= WHAT YOU WILL DO =
Exactly as written, transcribe the lines that run from the one containing "Where can the index" to the end of the records below.

= Pointing records =
(begin)

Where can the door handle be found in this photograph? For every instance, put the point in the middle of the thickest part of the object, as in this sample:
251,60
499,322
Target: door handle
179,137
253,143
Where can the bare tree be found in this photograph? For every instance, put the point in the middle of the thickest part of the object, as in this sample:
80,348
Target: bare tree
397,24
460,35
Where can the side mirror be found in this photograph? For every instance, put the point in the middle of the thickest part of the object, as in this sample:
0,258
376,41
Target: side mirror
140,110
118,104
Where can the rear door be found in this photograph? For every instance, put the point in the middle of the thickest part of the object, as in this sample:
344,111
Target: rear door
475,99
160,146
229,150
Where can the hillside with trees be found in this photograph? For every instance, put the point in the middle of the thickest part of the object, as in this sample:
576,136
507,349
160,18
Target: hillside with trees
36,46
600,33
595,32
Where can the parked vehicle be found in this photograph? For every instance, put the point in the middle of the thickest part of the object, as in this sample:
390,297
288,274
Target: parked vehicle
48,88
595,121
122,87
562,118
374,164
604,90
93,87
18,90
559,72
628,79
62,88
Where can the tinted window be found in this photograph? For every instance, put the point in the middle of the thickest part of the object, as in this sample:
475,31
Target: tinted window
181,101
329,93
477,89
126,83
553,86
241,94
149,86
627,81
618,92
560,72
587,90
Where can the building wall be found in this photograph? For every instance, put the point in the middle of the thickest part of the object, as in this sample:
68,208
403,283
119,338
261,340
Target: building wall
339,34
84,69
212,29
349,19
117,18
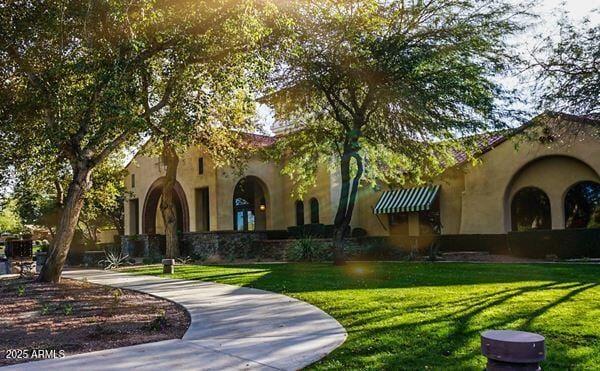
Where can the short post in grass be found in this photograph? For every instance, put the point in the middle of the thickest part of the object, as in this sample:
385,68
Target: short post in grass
168,266
508,350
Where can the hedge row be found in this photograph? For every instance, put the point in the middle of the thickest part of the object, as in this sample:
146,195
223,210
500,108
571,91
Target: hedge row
569,243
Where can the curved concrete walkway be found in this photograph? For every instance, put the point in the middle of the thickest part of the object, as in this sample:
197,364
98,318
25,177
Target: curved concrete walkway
232,328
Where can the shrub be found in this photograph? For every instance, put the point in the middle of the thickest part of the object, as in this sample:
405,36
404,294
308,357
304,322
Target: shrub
359,232
308,250
153,258
113,260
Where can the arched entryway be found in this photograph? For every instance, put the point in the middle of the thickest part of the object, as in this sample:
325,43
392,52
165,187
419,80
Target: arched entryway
250,205
152,222
553,174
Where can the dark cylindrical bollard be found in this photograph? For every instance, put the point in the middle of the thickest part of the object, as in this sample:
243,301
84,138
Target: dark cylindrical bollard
508,350
168,266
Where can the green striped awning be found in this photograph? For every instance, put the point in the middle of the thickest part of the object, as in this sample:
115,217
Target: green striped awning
404,200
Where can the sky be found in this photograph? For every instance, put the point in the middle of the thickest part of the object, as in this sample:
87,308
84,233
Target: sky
548,13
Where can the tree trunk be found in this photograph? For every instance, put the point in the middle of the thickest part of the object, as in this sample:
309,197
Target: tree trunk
167,205
67,224
347,201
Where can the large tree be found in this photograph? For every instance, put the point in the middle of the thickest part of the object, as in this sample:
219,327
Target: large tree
568,68
72,83
386,88
212,100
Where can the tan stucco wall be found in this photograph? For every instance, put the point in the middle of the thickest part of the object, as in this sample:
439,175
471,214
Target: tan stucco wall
147,170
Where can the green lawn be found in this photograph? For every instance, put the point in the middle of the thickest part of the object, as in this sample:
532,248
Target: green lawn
420,316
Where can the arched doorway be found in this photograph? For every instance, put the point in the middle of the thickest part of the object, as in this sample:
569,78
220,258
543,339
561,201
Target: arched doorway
530,209
152,222
582,205
299,213
250,205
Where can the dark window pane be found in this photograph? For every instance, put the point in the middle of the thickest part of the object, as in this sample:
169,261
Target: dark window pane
299,213
530,209
314,211
582,206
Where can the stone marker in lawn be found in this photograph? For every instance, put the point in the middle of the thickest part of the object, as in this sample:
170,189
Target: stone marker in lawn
513,350
168,266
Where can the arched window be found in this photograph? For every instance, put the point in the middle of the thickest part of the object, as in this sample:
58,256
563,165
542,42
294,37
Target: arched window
249,205
530,209
314,211
582,205
299,212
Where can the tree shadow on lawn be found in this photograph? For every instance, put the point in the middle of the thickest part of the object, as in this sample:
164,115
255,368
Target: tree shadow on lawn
451,340
412,315
449,337
297,278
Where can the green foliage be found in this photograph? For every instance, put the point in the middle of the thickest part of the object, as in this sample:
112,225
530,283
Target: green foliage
308,250
390,87
568,68
10,222
45,309
153,258
113,260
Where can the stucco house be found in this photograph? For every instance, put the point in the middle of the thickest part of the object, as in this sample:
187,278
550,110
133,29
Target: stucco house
543,175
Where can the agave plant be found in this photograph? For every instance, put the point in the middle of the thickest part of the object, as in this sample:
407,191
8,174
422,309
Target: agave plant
113,260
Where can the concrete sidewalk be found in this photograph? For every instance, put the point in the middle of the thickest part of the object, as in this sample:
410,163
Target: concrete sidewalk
232,328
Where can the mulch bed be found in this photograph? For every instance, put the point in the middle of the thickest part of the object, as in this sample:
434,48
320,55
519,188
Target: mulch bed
78,317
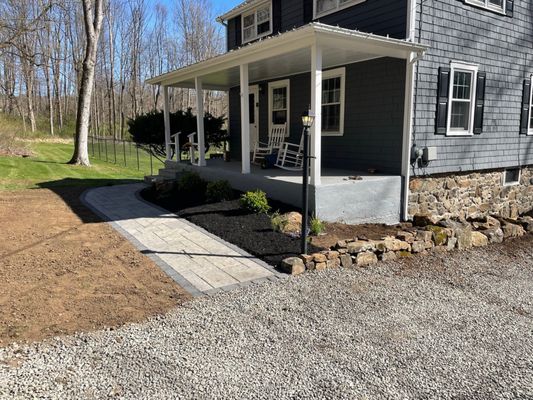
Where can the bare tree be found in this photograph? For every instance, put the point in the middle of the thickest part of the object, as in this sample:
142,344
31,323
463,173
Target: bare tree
93,14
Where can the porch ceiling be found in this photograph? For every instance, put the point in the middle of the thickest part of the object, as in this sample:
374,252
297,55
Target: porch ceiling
288,54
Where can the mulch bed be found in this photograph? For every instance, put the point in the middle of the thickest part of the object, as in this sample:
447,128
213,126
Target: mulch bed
251,232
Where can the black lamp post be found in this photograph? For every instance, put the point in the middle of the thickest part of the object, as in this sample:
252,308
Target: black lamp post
307,121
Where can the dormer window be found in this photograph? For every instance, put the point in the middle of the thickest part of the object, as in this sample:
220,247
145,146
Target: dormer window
325,7
257,22
493,5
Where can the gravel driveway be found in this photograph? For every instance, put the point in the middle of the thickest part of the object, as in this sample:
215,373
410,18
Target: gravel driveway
455,325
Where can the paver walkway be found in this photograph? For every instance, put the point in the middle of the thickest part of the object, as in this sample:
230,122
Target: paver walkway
200,262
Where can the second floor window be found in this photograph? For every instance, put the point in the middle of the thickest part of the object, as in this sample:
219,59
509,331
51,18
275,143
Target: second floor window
257,23
495,5
324,7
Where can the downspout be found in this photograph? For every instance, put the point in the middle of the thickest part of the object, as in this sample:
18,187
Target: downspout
409,100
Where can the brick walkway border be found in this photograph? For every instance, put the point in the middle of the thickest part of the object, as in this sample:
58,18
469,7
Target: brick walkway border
205,265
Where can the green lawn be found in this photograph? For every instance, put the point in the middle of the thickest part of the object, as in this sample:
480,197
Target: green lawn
47,167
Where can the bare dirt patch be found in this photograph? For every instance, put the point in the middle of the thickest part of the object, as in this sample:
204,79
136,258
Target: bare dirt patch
64,271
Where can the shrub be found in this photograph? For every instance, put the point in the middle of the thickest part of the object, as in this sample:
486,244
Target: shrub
316,226
278,222
255,202
191,183
218,191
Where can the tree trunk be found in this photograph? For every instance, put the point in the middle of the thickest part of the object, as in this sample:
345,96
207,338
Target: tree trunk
92,15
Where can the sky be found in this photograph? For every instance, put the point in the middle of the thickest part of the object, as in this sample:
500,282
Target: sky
219,6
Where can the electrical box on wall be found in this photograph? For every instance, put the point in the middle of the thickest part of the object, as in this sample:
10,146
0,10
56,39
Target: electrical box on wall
430,154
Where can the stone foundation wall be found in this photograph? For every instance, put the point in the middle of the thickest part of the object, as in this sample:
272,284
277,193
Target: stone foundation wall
470,195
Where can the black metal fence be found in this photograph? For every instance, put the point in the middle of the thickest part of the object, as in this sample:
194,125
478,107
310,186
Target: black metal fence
124,153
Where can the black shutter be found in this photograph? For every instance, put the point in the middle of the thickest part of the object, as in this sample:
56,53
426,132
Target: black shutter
276,16
526,97
441,120
480,102
509,8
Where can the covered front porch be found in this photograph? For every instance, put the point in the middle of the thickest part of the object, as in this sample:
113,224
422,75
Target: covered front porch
306,54
341,196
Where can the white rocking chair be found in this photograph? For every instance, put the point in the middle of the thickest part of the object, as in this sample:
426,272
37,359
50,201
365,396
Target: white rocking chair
275,139
290,156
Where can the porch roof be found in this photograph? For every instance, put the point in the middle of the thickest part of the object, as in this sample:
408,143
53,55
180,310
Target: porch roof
288,54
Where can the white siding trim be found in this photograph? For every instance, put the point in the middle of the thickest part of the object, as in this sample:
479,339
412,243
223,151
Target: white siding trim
529,124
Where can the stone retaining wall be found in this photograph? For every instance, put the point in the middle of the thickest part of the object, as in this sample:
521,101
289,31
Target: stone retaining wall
467,195
427,235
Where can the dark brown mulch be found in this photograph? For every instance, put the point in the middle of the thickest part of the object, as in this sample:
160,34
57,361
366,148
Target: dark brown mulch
251,232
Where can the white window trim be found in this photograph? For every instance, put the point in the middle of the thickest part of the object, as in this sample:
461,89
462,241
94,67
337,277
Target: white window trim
338,8
513,183
276,85
254,11
530,125
456,66
487,6
335,73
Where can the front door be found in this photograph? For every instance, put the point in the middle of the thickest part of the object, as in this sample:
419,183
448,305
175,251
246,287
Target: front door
254,116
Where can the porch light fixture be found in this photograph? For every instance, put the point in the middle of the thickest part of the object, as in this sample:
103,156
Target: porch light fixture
308,118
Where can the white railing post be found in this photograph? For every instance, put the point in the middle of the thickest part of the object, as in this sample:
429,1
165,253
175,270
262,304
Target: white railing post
200,121
166,118
245,119
316,108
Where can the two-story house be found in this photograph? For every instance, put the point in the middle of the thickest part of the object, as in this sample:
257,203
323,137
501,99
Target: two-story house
420,105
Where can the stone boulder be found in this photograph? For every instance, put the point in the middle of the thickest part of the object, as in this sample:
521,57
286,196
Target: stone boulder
494,235
425,219
461,230
360,246
391,244
512,230
293,266
479,239
366,258
346,260
527,223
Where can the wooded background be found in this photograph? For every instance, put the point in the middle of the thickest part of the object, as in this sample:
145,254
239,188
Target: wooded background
42,45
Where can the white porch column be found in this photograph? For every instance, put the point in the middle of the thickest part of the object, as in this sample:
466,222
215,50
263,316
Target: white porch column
245,119
200,121
407,130
316,108
166,117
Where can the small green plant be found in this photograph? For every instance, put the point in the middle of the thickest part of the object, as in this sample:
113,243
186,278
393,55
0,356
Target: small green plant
278,222
255,201
316,226
191,182
218,191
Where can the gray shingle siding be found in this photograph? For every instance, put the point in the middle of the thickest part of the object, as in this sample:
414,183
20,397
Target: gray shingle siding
501,47
373,117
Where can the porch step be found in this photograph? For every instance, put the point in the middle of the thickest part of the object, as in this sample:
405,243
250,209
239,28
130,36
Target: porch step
168,173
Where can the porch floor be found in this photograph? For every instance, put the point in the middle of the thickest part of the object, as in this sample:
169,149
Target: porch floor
376,198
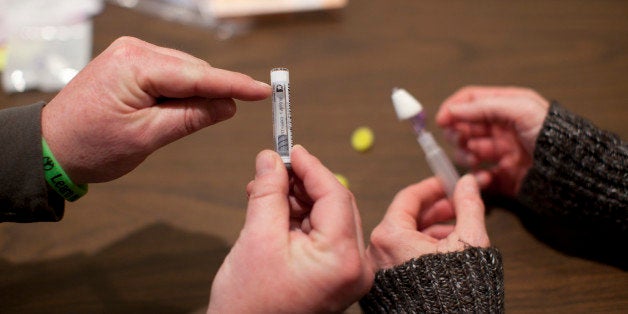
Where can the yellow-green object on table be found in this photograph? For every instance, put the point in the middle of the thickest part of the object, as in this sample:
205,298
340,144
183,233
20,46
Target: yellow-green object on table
362,139
3,58
343,180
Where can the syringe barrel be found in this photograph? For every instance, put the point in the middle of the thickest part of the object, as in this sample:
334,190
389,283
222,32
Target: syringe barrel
439,162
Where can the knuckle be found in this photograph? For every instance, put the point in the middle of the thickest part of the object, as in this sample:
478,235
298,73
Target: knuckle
380,237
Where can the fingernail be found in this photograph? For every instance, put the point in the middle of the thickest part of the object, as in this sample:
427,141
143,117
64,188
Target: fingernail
264,84
266,162
482,178
299,147
223,109
451,136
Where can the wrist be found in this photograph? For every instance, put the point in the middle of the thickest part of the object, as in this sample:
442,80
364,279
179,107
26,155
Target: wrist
58,179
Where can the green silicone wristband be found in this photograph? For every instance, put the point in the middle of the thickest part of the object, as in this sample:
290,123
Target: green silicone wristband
58,179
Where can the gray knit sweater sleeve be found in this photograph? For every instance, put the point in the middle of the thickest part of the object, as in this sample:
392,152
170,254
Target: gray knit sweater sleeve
468,281
24,194
579,174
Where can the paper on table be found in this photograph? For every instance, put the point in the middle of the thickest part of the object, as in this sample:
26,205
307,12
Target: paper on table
237,8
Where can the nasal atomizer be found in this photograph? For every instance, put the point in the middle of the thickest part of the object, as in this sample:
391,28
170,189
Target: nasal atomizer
408,108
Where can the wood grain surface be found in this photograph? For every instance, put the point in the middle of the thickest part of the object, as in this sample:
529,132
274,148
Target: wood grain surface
151,242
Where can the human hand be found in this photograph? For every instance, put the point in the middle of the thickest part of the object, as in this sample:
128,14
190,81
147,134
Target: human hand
495,126
301,249
132,99
414,223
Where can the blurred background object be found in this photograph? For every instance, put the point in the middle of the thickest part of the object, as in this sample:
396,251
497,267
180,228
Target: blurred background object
46,42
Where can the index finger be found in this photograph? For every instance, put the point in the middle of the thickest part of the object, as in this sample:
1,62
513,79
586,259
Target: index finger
406,207
471,94
333,211
163,72
469,210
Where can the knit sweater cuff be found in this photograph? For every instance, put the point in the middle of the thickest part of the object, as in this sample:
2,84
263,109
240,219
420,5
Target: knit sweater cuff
578,174
467,281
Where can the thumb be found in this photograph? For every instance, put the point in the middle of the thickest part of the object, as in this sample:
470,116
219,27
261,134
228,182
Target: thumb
268,209
469,210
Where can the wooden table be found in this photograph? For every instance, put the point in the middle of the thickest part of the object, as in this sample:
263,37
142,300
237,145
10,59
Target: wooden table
151,241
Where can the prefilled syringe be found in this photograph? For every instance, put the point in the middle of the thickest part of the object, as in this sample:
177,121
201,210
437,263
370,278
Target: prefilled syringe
408,108
282,120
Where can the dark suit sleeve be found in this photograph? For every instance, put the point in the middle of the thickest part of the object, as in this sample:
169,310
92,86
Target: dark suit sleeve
579,174
24,194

(end)

= SOLUTION =
Where can the index finger be found in this photograph? For every instance, put the point in the middle of the thickest part of the object, as in this sample:
1,62
513,79
586,259
Target: index finger
406,207
471,94
333,211
163,72
469,210
Where can the knit sweater cuff be found in this photograph? For every instance, put the point in the middle of the thickest part of the object, as in this sample:
2,84
263,109
240,219
420,5
Target: knit sweater cuff
578,174
467,281
Where can the thumb be found in this photograph? For every instance, put the point in the middle of the thickest part of the object, as in this sample:
470,116
219,27
261,134
228,182
Target: thumb
268,209
469,210
Where can the wooden table be found in this photograph? For every instance, put the point in the middle of the thickest part of the object, as in this sample:
263,37
142,300
237,145
10,59
Target: wooden table
151,241
Where can the prefilled syringe be found in this photograph? For every instance, put the point in the middle of the thickest part of the object, as in this sample:
177,121
201,210
437,263
370,278
Target: prefilled syringe
408,108
282,120
Where can the dark suit sleeve be found in this photograph? For every instance, put the point in the middle of the thickest part of the object, as in this sample:
169,310
92,86
Target: dark suit sleeve
579,174
24,194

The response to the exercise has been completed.